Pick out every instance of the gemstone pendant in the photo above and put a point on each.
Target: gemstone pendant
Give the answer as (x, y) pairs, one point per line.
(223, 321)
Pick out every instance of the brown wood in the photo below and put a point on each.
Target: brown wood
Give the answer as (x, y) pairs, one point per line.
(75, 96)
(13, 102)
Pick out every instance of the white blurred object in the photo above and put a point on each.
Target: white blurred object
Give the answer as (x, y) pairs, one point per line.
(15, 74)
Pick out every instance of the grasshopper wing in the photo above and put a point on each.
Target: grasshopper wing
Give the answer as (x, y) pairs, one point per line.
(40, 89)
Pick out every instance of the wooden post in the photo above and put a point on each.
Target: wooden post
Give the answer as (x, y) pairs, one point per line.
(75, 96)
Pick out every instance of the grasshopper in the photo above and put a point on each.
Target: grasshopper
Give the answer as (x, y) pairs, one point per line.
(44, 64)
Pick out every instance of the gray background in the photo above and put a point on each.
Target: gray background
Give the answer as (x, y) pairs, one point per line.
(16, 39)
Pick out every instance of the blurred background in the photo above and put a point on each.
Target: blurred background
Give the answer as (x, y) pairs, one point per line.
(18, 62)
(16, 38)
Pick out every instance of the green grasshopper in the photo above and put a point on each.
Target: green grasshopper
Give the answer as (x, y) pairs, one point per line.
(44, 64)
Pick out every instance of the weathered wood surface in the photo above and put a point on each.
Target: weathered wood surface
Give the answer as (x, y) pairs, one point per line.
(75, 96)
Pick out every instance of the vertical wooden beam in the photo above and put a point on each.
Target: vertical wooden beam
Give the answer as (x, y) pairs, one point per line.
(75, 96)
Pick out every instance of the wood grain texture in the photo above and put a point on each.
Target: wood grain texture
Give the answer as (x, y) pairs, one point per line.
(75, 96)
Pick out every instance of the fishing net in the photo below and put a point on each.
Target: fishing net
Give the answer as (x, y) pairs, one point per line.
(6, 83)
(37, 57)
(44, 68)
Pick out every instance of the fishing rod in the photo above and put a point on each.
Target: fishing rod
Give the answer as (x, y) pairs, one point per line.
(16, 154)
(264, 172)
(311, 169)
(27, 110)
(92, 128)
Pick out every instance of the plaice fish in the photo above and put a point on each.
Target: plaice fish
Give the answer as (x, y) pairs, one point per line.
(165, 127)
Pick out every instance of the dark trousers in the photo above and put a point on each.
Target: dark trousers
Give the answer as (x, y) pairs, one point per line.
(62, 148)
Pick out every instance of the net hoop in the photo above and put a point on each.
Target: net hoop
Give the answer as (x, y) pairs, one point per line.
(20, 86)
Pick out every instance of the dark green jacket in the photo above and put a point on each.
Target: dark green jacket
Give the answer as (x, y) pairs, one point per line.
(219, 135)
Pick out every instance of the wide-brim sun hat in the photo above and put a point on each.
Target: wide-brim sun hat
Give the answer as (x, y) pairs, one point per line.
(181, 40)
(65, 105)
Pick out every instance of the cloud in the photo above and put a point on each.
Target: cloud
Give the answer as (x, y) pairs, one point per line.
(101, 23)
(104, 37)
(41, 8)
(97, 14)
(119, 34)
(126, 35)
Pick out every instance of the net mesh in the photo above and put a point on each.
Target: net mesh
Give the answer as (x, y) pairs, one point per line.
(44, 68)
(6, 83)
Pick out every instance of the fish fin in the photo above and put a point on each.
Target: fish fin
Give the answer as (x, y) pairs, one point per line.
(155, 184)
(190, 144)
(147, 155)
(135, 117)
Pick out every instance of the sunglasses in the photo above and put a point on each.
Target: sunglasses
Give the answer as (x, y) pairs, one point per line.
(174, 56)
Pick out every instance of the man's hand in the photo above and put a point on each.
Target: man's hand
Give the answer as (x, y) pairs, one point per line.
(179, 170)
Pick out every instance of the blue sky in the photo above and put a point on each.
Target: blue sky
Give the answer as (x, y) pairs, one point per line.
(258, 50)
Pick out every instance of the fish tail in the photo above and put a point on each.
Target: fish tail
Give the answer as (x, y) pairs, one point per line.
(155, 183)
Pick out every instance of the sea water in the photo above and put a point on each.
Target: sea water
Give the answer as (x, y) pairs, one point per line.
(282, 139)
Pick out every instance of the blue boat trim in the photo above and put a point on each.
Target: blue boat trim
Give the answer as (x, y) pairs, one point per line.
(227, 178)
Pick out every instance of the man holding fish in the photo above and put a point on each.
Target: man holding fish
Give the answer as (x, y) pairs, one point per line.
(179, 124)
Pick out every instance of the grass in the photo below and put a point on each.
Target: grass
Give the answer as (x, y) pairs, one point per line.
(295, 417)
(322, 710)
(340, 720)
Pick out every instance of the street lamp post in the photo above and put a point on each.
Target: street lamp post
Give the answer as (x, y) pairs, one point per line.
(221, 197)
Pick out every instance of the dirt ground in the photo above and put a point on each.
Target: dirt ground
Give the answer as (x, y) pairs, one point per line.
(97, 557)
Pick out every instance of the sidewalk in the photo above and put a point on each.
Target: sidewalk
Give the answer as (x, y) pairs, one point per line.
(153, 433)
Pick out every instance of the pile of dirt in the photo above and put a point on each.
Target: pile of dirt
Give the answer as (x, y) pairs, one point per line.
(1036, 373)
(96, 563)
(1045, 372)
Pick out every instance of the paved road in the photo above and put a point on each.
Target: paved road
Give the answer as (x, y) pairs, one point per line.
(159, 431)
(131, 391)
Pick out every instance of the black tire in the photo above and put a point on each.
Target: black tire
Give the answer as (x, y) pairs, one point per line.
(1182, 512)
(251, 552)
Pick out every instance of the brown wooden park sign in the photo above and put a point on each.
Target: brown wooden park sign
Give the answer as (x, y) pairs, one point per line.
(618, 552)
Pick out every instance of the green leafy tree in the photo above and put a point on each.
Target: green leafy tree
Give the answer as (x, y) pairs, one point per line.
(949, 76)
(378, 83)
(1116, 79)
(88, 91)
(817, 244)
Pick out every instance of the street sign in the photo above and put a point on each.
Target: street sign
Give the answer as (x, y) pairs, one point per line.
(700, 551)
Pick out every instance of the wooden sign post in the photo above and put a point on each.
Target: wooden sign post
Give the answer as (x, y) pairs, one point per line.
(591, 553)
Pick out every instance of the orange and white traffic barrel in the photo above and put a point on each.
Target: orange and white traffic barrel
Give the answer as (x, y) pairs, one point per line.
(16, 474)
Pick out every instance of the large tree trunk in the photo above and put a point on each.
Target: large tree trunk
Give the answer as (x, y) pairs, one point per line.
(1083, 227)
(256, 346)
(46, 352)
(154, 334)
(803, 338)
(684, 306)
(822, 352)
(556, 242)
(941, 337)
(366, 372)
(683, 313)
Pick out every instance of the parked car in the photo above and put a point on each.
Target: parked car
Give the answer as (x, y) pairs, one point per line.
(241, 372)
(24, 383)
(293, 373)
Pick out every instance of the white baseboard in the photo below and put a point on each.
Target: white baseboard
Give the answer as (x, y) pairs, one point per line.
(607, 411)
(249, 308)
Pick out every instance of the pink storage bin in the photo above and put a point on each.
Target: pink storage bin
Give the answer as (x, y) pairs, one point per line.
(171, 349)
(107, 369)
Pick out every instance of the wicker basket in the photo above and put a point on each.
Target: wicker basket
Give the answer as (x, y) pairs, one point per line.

#### [Activity]
Would you set down every record again, exactly as it appears above?

#### [Completed exercise]
Pick out every instance of the gemstone pendant in the photo above and put a point on each.
Target: gemstone pendant
Give the answer as (x, y) pairs, one point per line.
(223, 321)
Pick out every instance of the brown wood in the photo below and put a point on each.
Target: brown wood
Give the answer as (x, y) pairs, one point per line.
(75, 96)
(13, 102)
Pick out every instance of the white blurred object in the photo above and put a point on each.
Target: white blurred object
Give the answer as (x, y) pairs, one point per line.
(15, 74)
Pick out every instance of the grasshopper wing in the photo above and put a point on each.
Target: grasshopper wing
Give the answer as (x, y) pairs, one point per line.
(40, 89)
Pick out every instance of the wooden post in the photo above and put a point on each.
Target: wooden post
Give the answer as (x, y) pairs, one point per line.
(75, 96)
Pick out every instance of the grasshopper in the photo above and put a point on each.
Target: grasshopper
Give the answer as (x, y) pairs, one point per line.
(44, 64)
Pick out every instance of the gray background in the photo above and put a point on each.
Target: gray background
Give the answer as (x, y) pairs, one point per line.
(16, 39)
Pick out every instance of the blurred background in the photo above and put a point on each.
Target: blurred background
Give the answer as (x, y) pairs, one point per line.
(18, 62)
(16, 38)
Pick out every instance of the green grasshopper in the photo above and put a point on each.
Target: green grasshopper
Give the answer as (x, y) pairs, one point per line.
(44, 64)
Pick out every instance of the weathered wood surface in the photo above and put a point on each.
Target: weathered wood surface
Give the answer as (x, y) pairs, one point per line.
(75, 96)
Pick out every instance of the vertical wooden beam in the photo above and put a point on each.
Target: vertical wooden beam
Give the answer as (x, y) pairs, one point per line.
(75, 96)
Pick out every instance of the wood grain texture in the photo above and put a point on each.
Target: wood grain texture
Give the answer as (x, y) pairs, one point per line.
(75, 96)
Pick out every instance of the fishing net in the photo below and put a point on each.
Target: fishing net
Give the answer as (x, y) pairs, one point per line.
(6, 83)
(37, 57)
(44, 68)
Pick out every instance of the fishing rod in the photo above and put a point on each.
Target: fishing rod
Give the answer as (x, y) pairs, one point per line.
(16, 154)
(264, 172)
(311, 169)
(27, 110)
(92, 128)
Pick out every instance of the plaice fish in the photo above and put a point on each.
Target: plaice fish
Give the answer as (x, y) pairs, one point per line.
(165, 127)
Pick out every instance of the dark trousers in the photo above and put a point on each.
Target: dark trousers
Give the answer as (x, y) pairs, one point per line.
(62, 148)
Pick out every instance of the net hoop in the photo above and put a point on each.
Target: net hoop
Give the answer as (x, y) pairs, one point per line.
(20, 86)
Pick out every instance of the dark green jacket in the photo above and put a point on each.
Target: dark green jacket
Give the answer as (x, y) pairs, one point per line.
(219, 135)
Pick out every instance of the wide-brim sun hat in the photo above and put a point on each.
Target: wide-brim sun hat
Give the answer as (x, y) pairs, one point per line.
(181, 40)
(65, 105)
Pick out every instance of the cloud in the photo above and put a point on each.
Target: cloud
Give the answer as (x, y) pairs, one point per line.
(101, 23)
(104, 37)
(41, 8)
(97, 14)
(119, 34)
(126, 35)
Pick out every instance of the net mesh in the photo above and put a point on each.
Target: net mesh
Give the answer as (x, y) pairs, one point per line.
(44, 68)
(6, 83)
Pick out every instance of the fish fin in the photo above and put a point on each.
Target: fish fin
Give the answer as (x, y) pairs, one point per line.
(155, 184)
(190, 144)
(147, 155)
(135, 117)
Pick out every instance of the sunglasses in the photo above and put a point on each.
Target: sunglasses
Give the answer as (x, y) pairs, one point per line.
(174, 56)
Pick out every instance of the man's hand in the photo above and put a point on each.
Target: man's hand
Give the answer as (x, y) pairs, one point per line.
(179, 170)
Pick out every instance of the blue sky in the photo above and put a point on each.
Target: blue sky
Give the answer as (x, y) pairs, one point per line.
(258, 50)
Pick out every instance of the fish tail in the photo above and put a point on each.
Target: fish tail
Give the answer as (x, y) pairs, one point per line.
(155, 183)
Pick out every instance of the sea water in the photo above and put a point on each.
Target: sea water
Give the answer as (x, y) pairs, one point per line.
(282, 139)
Pick out every instance of the blue boat trim in the photo above and put a point on each.
Target: blue boat trim
Give the answer as (x, y) pairs, one point per line.
(227, 178)
Pick out every instance of the man holding fish in the photo above and put a point on each.
Target: man holding fish
Give the answer as (x, y) pairs, one point per line.
(179, 124)
Pick out every instance of the grass in the photo below and put a point on each.
Target: grass
Give the answer as (x, y) pairs, one point per line.
(295, 417)
(322, 710)
(340, 720)
Pick out every instance of the street lamp post in the photo above and put a point on each.
Target: street lamp post
Give the answer as (x, y) pairs, one point per line.
(221, 197)
Pick out every instance of the dirt ground in the photo above and put a point on each.
Target: dirt ground
Give the answer as (x, y) pairs, one point per line.
(97, 557)
Pick out every instance of the sidewalk in the photo above and put a point on each.
Target: sidewalk
Give the answer as (x, y) pairs, one point per line.
(153, 433)
Pick out every instance of the pile of dirt in the photo above and put a point on each.
Target: pile of dirt
Give the answer as (x, y) pairs, one point per line.
(1036, 373)
(96, 563)
(1045, 372)
Pick out every instance of the paved road in the photo above and put a point on each.
Target: paved road
Give the answer as (x, y) pairs, one point per line.
(159, 431)
(131, 391)
Pick out every instance of the black tire in the photo above and put a point on each.
Target: black tire
Give the answer as (x, y) pairs, one point per line.
(1182, 512)
(251, 552)
Pick out every instance of the brown wooden park sign in the photo above and put a point on each.
Target: brown wooden park sign
Give the answer as (x, y) pairs, one point per line.
(618, 552)
Pick out every instance of the green leafy tree in the photo above and put a point on each.
Target: green leafy tree
Give the answer as (x, y) pairs, one point per line.
(949, 76)
(378, 83)
(1116, 79)
(88, 91)
(817, 244)
Pick out every instance of the street sign in the photo above and put a point on each.
Target: street sign
Give the answer as (x, y) pairs, one point per line.
(700, 551)
Pick out every instance of the wooden sign post in the photo above and put a point on each.
Target: wooden sign post
Give the answer as (x, y) pairs, one point per line.
(591, 553)
Pick out every instance of the orange and white traffic barrel in the photo above and put a point on each.
Target: orange and white traffic barrel
Give the answer as (x, y) pairs, one point per line.
(16, 474)
Pick out every instance of the large tree trunk in the photo above and put a point on each.
Target: large tree trunk
Give the answer as (x, y) pairs, one point per line.
(1083, 227)
(256, 346)
(46, 352)
(154, 334)
(803, 338)
(684, 306)
(822, 352)
(556, 242)
(941, 337)
(366, 372)
(683, 313)
Pick out every instance of the parked car in the photo above and put a point on each.
Target: parked car
Give the answer as (x, y) pairs, one point per line.
(241, 372)
(24, 383)
(293, 373)
Pick out every instance of the white baseboard in the photo below and put a point on each.
Target: white baseboard
Give the answer as (x, y) pairs, one point per line.
(607, 411)
(249, 308)
Pick out every instance of the pink storage bin in the photo above and put a point on each.
Target: pink storage bin
Give the answer as (x, y) pairs, one point per line.
(171, 349)
(107, 369)
Pick out every instance of the wicker basket in the photo above and put a point on each.
Target: wicker basket
Give the answer as (x, y) pairs, one point per line.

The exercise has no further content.